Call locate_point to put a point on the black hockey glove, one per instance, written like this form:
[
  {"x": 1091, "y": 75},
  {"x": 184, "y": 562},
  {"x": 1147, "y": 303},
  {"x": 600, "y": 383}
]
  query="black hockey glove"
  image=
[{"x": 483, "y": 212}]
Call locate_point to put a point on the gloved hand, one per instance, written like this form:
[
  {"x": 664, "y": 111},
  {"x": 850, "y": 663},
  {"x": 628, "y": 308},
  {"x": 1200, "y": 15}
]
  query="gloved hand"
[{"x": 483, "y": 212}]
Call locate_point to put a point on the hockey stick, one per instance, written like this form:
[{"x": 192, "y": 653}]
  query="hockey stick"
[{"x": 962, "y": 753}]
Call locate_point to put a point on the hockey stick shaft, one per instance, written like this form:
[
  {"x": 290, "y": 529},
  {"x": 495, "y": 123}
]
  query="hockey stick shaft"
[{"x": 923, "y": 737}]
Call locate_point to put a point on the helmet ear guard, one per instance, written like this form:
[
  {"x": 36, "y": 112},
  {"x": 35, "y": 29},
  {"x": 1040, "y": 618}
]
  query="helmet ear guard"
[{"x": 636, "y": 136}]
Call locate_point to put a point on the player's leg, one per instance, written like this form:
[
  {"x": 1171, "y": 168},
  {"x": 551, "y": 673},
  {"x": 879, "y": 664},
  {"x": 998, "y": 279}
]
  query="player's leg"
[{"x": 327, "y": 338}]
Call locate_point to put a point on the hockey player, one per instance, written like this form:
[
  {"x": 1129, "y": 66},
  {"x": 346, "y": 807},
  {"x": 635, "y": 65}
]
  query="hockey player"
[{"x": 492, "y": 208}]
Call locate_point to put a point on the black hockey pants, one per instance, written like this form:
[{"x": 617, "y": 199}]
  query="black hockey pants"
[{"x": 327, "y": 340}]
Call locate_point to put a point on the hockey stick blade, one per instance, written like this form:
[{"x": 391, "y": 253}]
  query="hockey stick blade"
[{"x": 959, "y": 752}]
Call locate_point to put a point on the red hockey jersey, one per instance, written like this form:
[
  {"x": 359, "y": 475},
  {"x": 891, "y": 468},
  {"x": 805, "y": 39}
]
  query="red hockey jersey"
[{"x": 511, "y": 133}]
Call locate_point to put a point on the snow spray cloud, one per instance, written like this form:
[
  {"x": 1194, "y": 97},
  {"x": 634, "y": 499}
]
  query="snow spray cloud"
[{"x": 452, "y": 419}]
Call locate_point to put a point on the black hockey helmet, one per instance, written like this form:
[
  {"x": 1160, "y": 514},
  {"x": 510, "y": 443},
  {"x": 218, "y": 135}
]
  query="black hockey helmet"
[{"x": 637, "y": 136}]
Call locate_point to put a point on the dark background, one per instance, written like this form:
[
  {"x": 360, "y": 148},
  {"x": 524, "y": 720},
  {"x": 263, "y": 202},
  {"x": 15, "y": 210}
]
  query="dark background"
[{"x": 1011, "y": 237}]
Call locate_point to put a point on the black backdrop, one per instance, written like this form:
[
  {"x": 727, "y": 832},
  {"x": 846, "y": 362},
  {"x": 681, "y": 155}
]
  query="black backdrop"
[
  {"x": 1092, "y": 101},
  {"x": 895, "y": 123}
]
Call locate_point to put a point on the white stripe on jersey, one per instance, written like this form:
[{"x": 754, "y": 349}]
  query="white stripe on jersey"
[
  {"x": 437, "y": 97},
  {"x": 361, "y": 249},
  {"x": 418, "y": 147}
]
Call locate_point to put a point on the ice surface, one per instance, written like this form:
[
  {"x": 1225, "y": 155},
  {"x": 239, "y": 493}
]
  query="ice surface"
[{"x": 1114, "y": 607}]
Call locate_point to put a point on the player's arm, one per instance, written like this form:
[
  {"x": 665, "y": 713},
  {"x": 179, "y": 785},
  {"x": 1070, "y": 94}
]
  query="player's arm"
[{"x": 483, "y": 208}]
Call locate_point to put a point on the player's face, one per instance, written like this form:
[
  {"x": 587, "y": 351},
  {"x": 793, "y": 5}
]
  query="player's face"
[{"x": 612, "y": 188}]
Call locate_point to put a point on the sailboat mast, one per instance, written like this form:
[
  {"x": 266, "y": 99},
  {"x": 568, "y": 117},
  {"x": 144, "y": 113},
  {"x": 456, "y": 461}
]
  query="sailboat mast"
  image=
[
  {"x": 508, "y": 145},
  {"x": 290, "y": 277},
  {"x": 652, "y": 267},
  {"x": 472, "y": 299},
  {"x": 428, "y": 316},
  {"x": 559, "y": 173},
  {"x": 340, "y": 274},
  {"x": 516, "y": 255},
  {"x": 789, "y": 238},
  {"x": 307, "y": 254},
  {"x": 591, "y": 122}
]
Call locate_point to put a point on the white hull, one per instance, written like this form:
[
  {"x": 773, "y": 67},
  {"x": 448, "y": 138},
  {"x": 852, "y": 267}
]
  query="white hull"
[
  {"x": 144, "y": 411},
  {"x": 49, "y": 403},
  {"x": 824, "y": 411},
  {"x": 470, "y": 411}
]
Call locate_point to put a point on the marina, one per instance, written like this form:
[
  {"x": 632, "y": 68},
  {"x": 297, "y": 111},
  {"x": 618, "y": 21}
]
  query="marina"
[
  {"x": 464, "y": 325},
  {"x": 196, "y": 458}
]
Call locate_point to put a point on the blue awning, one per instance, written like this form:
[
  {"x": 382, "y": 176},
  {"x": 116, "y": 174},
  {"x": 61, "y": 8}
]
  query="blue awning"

# [What is expected]
For each line shown above, write an exact copy.

# [Result for this task]
Call locate_point to put a point on the black hockey glove, one per instance, written like this form:
[
  {"x": 1091, "y": 75},
  {"x": 184, "y": 562},
  {"x": 1147, "y": 303},
  {"x": 600, "y": 383}
]
  query="black hockey glove"
  image=
[{"x": 483, "y": 212}]
Call locate_point to put a point on the gloved hand, one per instance, written like this form:
[
  {"x": 664, "y": 111},
  {"x": 850, "y": 663},
  {"x": 628, "y": 308},
  {"x": 1200, "y": 15}
]
  query="gloved hand"
[{"x": 483, "y": 212}]
Call locate_point to put a point on the hockey stick, one per instance, written like this form:
[{"x": 192, "y": 653}]
  query="hockey stick"
[{"x": 962, "y": 753}]
Call locate_point to put a point on the hockey stick shaft, one per instance, written like this form:
[
  {"x": 290, "y": 529},
  {"x": 495, "y": 123}
]
  query="hockey stick shaft"
[{"x": 923, "y": 737}]
Call locate_point to put a point on the helmet ear guard, one per instance, written like this form:
[
  {"x": 36, "y": 112},
  {"x": 35, "y": 29},
  {"x": 1040, "y": 618}
]
  query="helmet ear guard"
[{"x": 636, "y": 136}]
Call locate_point to put a point on the player's leg, one per instance, written like this form:
[
  {"x": 1171, "y": 168},
  {"x": 551, "y": 673},
  {"x": 879, "y": 664},
  {"x": 998, "y": 279}
]
  query="player's leg"
[{"x": 327, "y": 338}]
Call locate_point to put a point on the hockey player, one per instance, written like this form:
[
  {"x": 1129, "y": 66},
  {"x": 346, "y": 807},
  {"x": 635, "y": 65}
]
  query="hockey player"
[{"x": 492, "y": 208}]
Call locate_point to put a point on the black hockey pants, one per instance, written like this form:
[{"x": 617, "y": 199}]
  query="black hockey pants"
[{"x": 327, "y": 340}]
Call locate_point to put a point on the hockey stick blade, one per instance, written like this form:
[{"x": 391, "y": 253}]
  query="hockey stick blade"
[{"x": 959, "y": 752}]
Call locate_point to put a point on the red hockey jersey, one per instance, written like this form:
[
  {"x": 359, "y": 475},
  {"x": 891, "y": 468},
  {"x": 805, "y": 39}
]
  query="red hockey jersey"
[{"x": 511, "y": 133}]
Call locate_point to put a point on the snow spray cloud, one per instance, written like this form:
[
  {"x": 1194, "y": 97},
  {"x": 634, "y": 499}
]
  query="snow spray cloud"
[{"x": 452, "y": 419}]
Call locate_point to put a point on the black hockey helmet, one per instance, written like this form:
[
  {"x": 1160, "y": 514},
  {"x": 510, "y": 443},
  {"x": 218, "y": 135}
]
  query="black hockey helmet"
[{"x": 637, "y": 136}]
Call locate_point to put a point on the dark background, one per instance, written like this form:
[
  {"x": 360, "y": 148},
  {"x": 524, "y": 720},
  {"x": 263, "y": 202},
  {"x": 15, "y": 210}
]
  query="dark background"
[{"x": 1011, "y": 237}]
Call locate_point to put a point on the black backdrop, one per instance, written like this form:
[
  {"x": 727, "y": 832},
  {"x": 846, "y": 362},
  {"x": 681, "y": 155}
]
  query="black backdrop"
[
  {"x": 1092, "y": 101},
  {"x": 895, "y": 123}
]
Call locate_point to put a point on the white stripe on jersey, one per instance, written like this form:
[{"x": 754, "y": 349}]
  query="white stripe on jersey"
[
  {"x": 437, "y": 97},
  {"x": 361, "y": 249},
  {"x": 418, "y": 147}
]
Call locate_point to put a point on the ice surface, one per instance, written like this form:
[
  {"x": 1225, "y": 155},
  {"x": 239, "y": 493}
]
  query="ice surface"
[{"x": 1114, "y": 607}]
Call locate_point to put a point on the player's arm, one per instance, written like this form:
[
  {"x": 665, "y": 713},
  {"x": 179, "y": 785},
  {"x": 1070, "y": 94}
]
  query="player's arm"
[{"x": 483, "y": 208}]
Call locate_point to put a point on the player's face, one per instance, written like this form:
[
  {"x": 587, "y": 351},
  {"x": 793, "y": 5}
]
  query="player's face"
[{"x": 612, "y": 188}]
Call locate_point to put a point on the sailboat mast, one per instance, written like this form:
[
  {"x": 266, "y": 99},
  {"x": 568, "y": 117},
  {"x": 144, "y": 113},
  {"x": 456, "y": 461}
]
  query="sailboat mast"
  image=
[
  {"x": 508, "y": 145},
  {"x": 290, "y": 277},
  {"x": 652, "y": 267},
  {"x": 472, "y": 299},
  {"x": 428, "y": 316},
  {"x": 559, "y": 173},
  {"x": 340, "y": 274},
  {"x": 516, "y": 255},
  {"x": 789, "y": 238},
  {"x": 307, "y": 254},
  {"x": 591, "y": 122}
]
Call locate_point to put a point on the white hull, one per instance, written like this form:
[
  {"x": 773, "y": 67},
  {"x": 448, "y": 138},
  {"x": 852, "y": 267}
]
  query="white hull"
[
  {"x": 144, "y": 411},
  {"x": 49, "y": 403},
  {"x": 824, "y": 411},
  {"x": 470, "y": 411}
]
Call locate_point to put a point on the marina, one per instance, written like this form:
[
  {"x": 632, "y": 68},
  {"x": 297, "y": 111},
  {"x": 618, "y": 21}
]
  query="marina"
[
  {"x": 464, "y": 325},
  {"x": 196, "y": 458}
]
Call locate_point to put a point on the blue awning, one per instance, written like this form:
[
  {"x": 382, "y": 176},
  {"x": 116, "y": 174},
  {"x": 61, "y": 8}
]
  query="blue awning"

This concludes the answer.